(EXERCISE PASSAGE)

Lany, Central Bohemia, Feb 27 (CTK) – The Czech Social Democrats (CSSD) want to negotiate about their direct participation in the next government with the ANO movement, CSSD chairman Jan Hamacek said after acquainting President Milos Zeman with the CSSD’s intention.
Hamacek and CSSD first deputy head Jiri Zimola met Zeman at the presidential chateau in Lany.
At a meeting with ANO negotiators on Wednesday, the CSSD representatives want to discuss programme issues, not personnel questions, Hamacek said.
The ANO and CSSD leaders will meet for their second talks on forming a new government on Wednesday afternoon.
“We will mainly debate the programme, and we have told this to the president,” Hamacek said, also on behalf of Zimola.
“We also informed the president that the setup the CSSD is pushing for and will negotiate about is that of its direct participation in the government,” Hamacek said.
At a recent congress of the CSSD, Zeman gave a speech advising the CSSD not to seek direct participation in the government of ANO, which won the October 2017 general election.
Hamacek said on Tuesday the congress assigned the CSSD’s new leadership to negotiate about the party’s direct participation in the government.
Hamacek and Zimola acquainted Zeman with several types of programme priorities on which the CSSD insists and which it will present at the upcoming talks with ANO.
The first to be acquainted with the exact wording of the priorities will be ANO chairman Andrej Babis, Hamacek said.
He said the participation in the government by Babis, who faces prosecution over a suspected subsidy fraud, is still a problem for the CSSD, but this is not what the CSSD wants to discuss with ANO on Wednesday.
It is the programme priorities that should be discussed, he said, adding that he expects the two parties’ expert teams to meet in the following days to debate concrete priorities and their acceptability.
Hamacek said he wants to ask Babis, who is prime minister now but his ANO minority government is ruling in resignation because it lost parliament’s vote of confidence in January, about the steps his ministers took recently, such as the sacking of some hospital directors and the pressure exerted on Michal Murin, director of the General Inspection of the Security Corps (GIBS).
“These steps do not arouse my confidence, since this is a government without confidence,” Hamacek said.
In addition, the government explained its decisions too vaguely, he said.
Hamacek said he and Zimola discussed various post-election variants with Zeman and promised to regularly inform him about the current situation.

(End EXERCISE PASSAGE)

TASK LIST »
#1 Reproduce the passage of the article on the Czech coalition talks from "At a recent" to "in the government.", word for word.
#2 Name every person the article on the Czech coalition talks identifies by first and last name.

(INPUT DATA)

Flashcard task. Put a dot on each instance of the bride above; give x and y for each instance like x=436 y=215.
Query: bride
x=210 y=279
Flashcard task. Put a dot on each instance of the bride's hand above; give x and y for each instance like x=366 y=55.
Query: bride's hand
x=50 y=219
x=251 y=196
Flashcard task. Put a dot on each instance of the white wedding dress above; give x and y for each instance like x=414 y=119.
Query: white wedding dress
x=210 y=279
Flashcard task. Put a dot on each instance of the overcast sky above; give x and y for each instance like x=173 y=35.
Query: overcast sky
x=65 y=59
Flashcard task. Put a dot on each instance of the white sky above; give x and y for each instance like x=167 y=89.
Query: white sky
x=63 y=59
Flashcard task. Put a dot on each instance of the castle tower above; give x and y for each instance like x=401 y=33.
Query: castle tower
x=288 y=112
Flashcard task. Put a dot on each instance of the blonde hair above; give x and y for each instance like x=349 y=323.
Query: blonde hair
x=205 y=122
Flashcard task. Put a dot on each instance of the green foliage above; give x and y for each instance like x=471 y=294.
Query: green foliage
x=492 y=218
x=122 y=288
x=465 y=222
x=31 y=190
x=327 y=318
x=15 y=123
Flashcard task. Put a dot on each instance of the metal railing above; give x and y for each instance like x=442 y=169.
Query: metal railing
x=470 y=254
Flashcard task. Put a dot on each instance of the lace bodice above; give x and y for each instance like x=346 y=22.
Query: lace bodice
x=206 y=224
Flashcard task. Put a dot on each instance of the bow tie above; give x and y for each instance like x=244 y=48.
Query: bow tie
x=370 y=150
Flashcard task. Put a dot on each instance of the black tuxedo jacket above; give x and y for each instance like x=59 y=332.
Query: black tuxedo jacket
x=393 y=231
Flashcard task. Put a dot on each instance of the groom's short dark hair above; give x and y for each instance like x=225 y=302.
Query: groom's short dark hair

(End INPUT DATA)

WRITTEN ANSWERS »
#1
At a recent congress of the CSSD, Zeman gave a speech advising the CSSD not to seek direct participation in the government of ANO, which won the October 2017 general election.
Hamacek said on Tuesday the congress assigned the CSSD’s new leadership to negotiate about the party’s direct participation in the government.

#2 Jan Hamacek, Jiri Zimola, Milos Zeman, Andrej Babis, Michal Murin